Input |

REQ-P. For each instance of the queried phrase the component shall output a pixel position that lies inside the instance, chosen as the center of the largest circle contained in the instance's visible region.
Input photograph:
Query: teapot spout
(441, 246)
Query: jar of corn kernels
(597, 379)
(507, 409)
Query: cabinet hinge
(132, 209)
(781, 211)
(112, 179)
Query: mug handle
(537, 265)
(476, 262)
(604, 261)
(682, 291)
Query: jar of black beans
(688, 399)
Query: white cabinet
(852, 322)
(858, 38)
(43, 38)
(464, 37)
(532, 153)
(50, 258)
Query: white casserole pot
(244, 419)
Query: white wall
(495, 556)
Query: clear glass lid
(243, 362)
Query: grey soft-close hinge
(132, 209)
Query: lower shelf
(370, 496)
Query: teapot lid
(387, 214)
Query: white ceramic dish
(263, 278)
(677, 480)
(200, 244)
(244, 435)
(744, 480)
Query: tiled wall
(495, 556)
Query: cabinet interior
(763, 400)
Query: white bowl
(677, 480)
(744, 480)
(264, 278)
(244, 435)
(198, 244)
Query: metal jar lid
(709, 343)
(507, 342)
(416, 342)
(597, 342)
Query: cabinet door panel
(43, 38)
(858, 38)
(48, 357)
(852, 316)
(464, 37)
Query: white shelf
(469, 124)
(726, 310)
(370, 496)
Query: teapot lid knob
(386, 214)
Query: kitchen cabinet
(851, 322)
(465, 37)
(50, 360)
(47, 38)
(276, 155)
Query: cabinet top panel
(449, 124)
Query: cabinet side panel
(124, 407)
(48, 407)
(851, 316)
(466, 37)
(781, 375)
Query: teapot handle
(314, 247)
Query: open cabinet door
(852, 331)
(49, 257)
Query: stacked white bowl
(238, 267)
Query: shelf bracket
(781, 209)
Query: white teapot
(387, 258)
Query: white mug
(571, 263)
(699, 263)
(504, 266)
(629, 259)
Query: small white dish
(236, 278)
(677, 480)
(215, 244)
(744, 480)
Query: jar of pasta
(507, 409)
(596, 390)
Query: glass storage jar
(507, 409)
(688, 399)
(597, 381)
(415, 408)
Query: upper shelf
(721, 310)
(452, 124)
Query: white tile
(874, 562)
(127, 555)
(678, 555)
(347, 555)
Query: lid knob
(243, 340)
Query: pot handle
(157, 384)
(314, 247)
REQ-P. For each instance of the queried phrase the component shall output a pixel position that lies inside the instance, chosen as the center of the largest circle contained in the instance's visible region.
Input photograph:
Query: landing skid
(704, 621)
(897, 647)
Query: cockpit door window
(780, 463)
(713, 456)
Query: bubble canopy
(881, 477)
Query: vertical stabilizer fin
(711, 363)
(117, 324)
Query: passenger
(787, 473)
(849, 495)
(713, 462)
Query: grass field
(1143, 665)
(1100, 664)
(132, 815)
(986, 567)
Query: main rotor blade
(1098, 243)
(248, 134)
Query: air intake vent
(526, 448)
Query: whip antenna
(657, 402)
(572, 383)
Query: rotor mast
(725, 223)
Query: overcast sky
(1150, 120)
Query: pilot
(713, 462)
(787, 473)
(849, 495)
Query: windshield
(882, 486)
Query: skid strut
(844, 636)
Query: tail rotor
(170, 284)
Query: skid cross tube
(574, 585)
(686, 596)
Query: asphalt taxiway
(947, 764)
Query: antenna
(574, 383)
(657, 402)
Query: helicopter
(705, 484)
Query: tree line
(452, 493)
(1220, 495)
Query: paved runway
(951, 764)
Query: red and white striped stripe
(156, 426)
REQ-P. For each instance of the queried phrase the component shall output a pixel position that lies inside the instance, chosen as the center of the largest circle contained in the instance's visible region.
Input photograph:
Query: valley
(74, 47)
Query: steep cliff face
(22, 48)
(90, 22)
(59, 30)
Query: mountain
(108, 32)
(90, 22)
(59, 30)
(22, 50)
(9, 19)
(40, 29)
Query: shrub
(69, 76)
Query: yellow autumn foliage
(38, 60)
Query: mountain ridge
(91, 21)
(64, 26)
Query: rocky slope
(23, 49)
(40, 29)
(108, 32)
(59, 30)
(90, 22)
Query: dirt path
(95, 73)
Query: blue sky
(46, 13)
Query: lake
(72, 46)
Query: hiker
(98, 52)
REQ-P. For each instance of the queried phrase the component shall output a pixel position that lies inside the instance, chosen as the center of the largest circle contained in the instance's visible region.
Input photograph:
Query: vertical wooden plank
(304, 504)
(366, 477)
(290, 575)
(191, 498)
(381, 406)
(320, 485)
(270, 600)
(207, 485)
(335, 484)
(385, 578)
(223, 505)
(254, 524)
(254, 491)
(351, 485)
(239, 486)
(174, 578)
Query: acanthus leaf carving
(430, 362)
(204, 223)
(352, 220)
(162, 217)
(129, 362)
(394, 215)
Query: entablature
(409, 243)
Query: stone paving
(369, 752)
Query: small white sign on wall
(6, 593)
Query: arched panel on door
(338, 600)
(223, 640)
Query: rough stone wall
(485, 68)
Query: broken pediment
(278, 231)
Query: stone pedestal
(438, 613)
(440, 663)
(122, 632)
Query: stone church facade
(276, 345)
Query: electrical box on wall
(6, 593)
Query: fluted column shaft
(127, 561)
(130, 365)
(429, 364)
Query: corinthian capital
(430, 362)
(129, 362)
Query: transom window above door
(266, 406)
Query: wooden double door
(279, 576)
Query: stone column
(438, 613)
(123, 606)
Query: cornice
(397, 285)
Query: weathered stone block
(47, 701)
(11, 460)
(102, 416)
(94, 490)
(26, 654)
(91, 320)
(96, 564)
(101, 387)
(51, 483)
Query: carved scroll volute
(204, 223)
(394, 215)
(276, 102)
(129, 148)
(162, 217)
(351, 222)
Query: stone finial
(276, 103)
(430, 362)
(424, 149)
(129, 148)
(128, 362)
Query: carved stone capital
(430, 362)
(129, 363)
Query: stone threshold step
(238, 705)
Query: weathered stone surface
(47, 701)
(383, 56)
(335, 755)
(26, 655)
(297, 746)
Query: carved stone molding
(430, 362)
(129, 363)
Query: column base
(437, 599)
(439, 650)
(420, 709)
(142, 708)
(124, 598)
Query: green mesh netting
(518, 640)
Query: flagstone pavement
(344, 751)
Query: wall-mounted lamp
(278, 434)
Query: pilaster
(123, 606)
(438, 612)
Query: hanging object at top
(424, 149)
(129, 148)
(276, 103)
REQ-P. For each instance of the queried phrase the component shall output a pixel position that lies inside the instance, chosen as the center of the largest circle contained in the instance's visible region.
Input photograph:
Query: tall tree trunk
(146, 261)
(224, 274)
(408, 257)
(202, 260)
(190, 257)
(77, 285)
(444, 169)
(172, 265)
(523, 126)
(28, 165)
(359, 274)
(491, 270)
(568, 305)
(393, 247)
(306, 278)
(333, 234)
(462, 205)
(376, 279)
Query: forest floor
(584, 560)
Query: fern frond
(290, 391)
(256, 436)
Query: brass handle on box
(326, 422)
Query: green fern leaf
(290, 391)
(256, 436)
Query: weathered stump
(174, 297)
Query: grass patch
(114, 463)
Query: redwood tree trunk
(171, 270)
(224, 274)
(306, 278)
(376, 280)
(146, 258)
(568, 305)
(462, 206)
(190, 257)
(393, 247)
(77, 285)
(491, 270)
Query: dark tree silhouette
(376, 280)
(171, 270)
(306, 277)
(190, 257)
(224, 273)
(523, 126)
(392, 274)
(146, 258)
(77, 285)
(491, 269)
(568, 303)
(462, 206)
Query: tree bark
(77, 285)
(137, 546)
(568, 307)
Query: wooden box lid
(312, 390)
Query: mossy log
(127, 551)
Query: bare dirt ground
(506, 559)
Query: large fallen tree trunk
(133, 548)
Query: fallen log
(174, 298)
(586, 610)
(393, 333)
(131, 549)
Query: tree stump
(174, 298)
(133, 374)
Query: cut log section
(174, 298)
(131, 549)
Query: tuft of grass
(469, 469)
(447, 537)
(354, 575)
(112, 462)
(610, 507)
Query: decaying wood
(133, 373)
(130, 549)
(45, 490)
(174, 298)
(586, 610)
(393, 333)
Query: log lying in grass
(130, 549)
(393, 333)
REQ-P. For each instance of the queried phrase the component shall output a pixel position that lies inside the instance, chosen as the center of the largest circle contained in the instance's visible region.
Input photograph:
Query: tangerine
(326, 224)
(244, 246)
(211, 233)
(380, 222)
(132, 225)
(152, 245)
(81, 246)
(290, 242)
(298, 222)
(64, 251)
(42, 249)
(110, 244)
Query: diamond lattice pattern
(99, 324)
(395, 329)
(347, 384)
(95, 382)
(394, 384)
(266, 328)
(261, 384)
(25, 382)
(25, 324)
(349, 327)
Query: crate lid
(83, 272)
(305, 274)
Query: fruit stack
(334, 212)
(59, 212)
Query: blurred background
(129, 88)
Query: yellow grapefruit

Direction |
Your task is to output exactly the lines running from the one with "Query: forest floor" through the final line of the material above, with both ends included.

Answer to this task |
Query: forest floor
(584, 560)
Query: fern frond
(290, 391)
(256, 436)
Query: brass handle on box
(326, 422)
Query: green fern leaf
(290, 391)
(256, 436)
Query: weathered stump
(174, 297)
Query: grass patch
(114, 463)
Query: redwood tree trunk
(171, 270)
(224, 274)
(306, 278)
(376, 280)
(146, 258)
(568, 305)
(462, 206)
(190, 257)
(393, 247)
(77, 285)
(491, 270)
Query: dark tree silhouette
(376, 280)
(171, 270)
(306, 277)
(190, 257)
(224, 273)
(523, 126)
(392, 274)
(146, 258)
(77, 285)
(491, 269)
(568, 303)
(462, 206)
Query: tree bark
(77, 285)
(137, 546)
(568, 307)
Query: wooden box lid
(312, 390)
Query: mossy log
(127, 551)
Query: bare dirt ground
(506, 559)
Query: large fallen tree trunk
(133, 548)
Query: fallen log
(174, 298)
(586, 610)
(393, 333)
(131, 549)
Query: tree stump
(174, 298)
(133, 374)
Query: cut log section
(174, 298)
(131, 549)
Query: tuft of grass
(469, 469)
(447, 537)
(354, 575)
(112, 462)
(610, 507)
Query: decaying wood
(133, 373)
(130, 549)
(45, 490)
(174, 298)
(586, 610)
(393, 333)
Query: log lying in grass
(130, 549)
(393, 333)
REQ-P. For each instance of the queried phrase the component shall output a pixel position that lies inside the instance, chosen as the center of the largest circle contained in the instance's visible region.
Input photograph:
Query: tangerine
(326, 224)
(244, 246)
(211, 233)
(380, 222)
(132, 225)
(152, 245)
(81, 246)
(290, 242)
(298, 222)
(64, 251)
(42, 249)
(110, 244)
Query: diamond lattice pattern
(99, 324)
(395, 329)
(347, 384)
(95, 382)
(394, 384)
(266, 328)
(261, 384)
(25, 382)
(25, 324)
(349, 327)
Query: crate lid
(83, 272)
(305, 274)
Query: fruit stack
(334, 212)
(59, 212)
Query: blurred background
(129, 88)
Query: yellow grapefruit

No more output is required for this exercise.